Information supplied:
::::::::::
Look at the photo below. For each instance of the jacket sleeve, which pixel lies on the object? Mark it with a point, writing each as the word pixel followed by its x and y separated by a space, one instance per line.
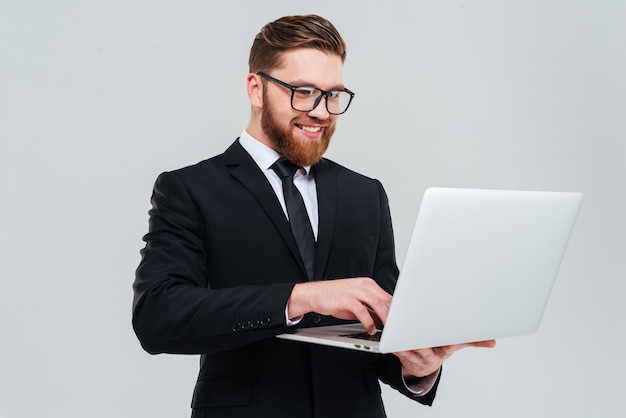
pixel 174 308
::::::::::
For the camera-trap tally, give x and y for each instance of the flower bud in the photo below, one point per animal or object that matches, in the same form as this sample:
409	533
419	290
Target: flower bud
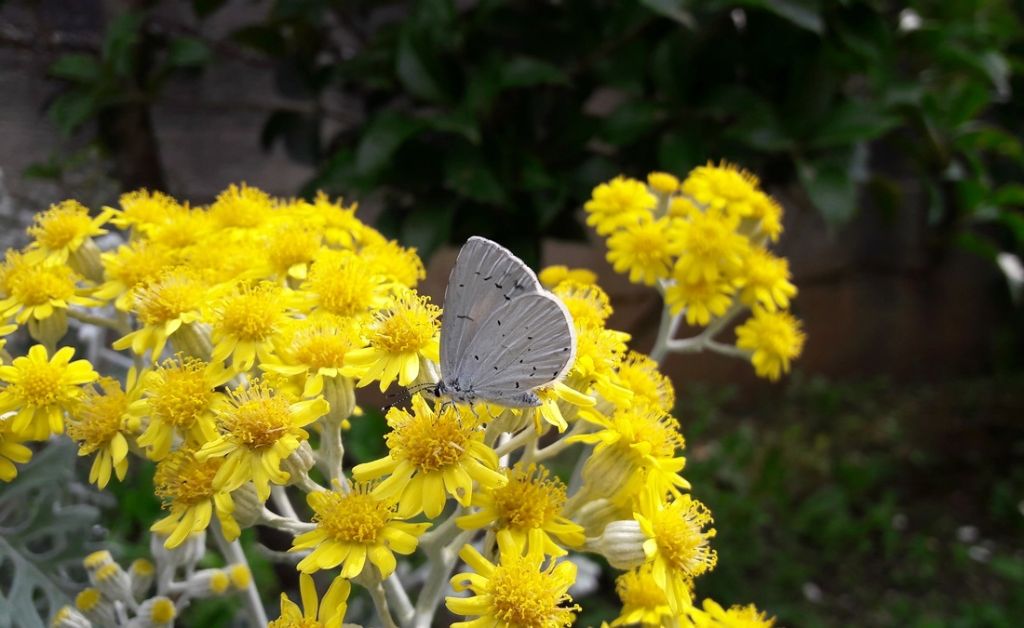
::::::::::
Instruction:
Copy the records from the line containing "Look at the" through the line containing "pixel 174 308", including both of those lines. Leave the pictures out of your copy.

Exercise result:
Look at the photo below. For each instance of the jacket sleeve, which pixel lies on the object? Mark it with a point, writing each as the word pixel followed by its x and y separated by a space, one instance per line.
pixel 174 308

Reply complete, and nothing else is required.